Quellenauszug:
....................
Schafft Olympia ab!
Seite 4: Mehr Drama, Baby
Ohne Streithansel, Spielverderber, beleidigte Leberwürste und unprofessionelle Verlierer wäre Olympia noch langweiliger als ohnehin. Die "Tribute von London" haben es schwer zu punkten, weil im Bereich der Mikromessungen, der Vielzahl der Veranstaltungen und unprofessioneller Selbstdarsteller emotionale Akte wie Surrogate des wahren Lebens erscheinen. SportlerInnen, die ihre Arme hochreißen oder in die Kamera schreien, sind ikonografische Dutzendware. Da droht jeder Amoklauf olympische Lauf- und Springleistungen im Sauseschritt zu überholen, so sehr wir uns auch der friedlicheren Suggestion ergeben möchten, das sei spannend. Jene antiken Spiele endeten dagegen schon mal mit dem Tod des Protagonisten, was allerdings einigen Zweifel an deren Spielcharakter begründet.
....................
Bereitgestelltes Material:
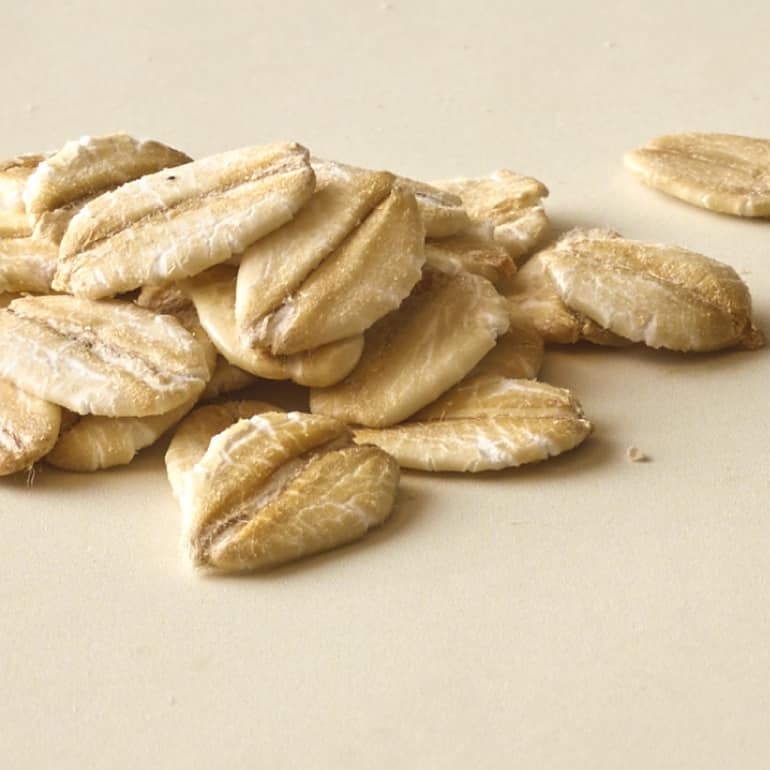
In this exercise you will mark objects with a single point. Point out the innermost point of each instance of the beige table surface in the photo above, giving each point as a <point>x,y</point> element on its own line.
<point>585,613</point>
....................
Gestellte Aufgabe 1:
Übersetze aus dem Quellenauszug über Olympia den Satz „SportlerInnen, die ihre Arme hochreißen oder in die Kamera schreien, sind ikonografische Dutzendware.“ ins Englische.
Gestellte Aufgabe 2:
Führe den Quellenauszug über Olympia im Anschluss an seinen letzten Satz weiter.

Antwort 1:
Athletes who throw up their arms or scream into the camera are iconographic run-of-the-mill fare.

Antwort 2:
Entsprechend dürftig sind die Möglichkeiten der emotionalen Teilhabe des Publikums. Die Gespräche in den Sportstudios stottern sich am Ergebnis entlang, ohne dass man dafür je eine Medaille vergeben könnte: "Was fühlten Sie nach dem Sieg/Niederlage?" Die Reaktionen der Sportler illustrieren eines der ältesten Probleme der Philosophie des Geistes: Was können wir über subjektive Erlebnisgehalte (qualia) überhaupt wissen? Wie vollzieht der Homo sedens vor dem Monitor nach, was es heißt, wenn dem Deutschen Ruder-Achter die "Beine brennen"? Schwimmer Markus Deibler fand eine luzide, jedem nachvollziehbare Antwort auf seinen inneren Zustand, als er noch davon ausgehen musste, nicht im Finale zu stehen: "Das ist Scheiße..."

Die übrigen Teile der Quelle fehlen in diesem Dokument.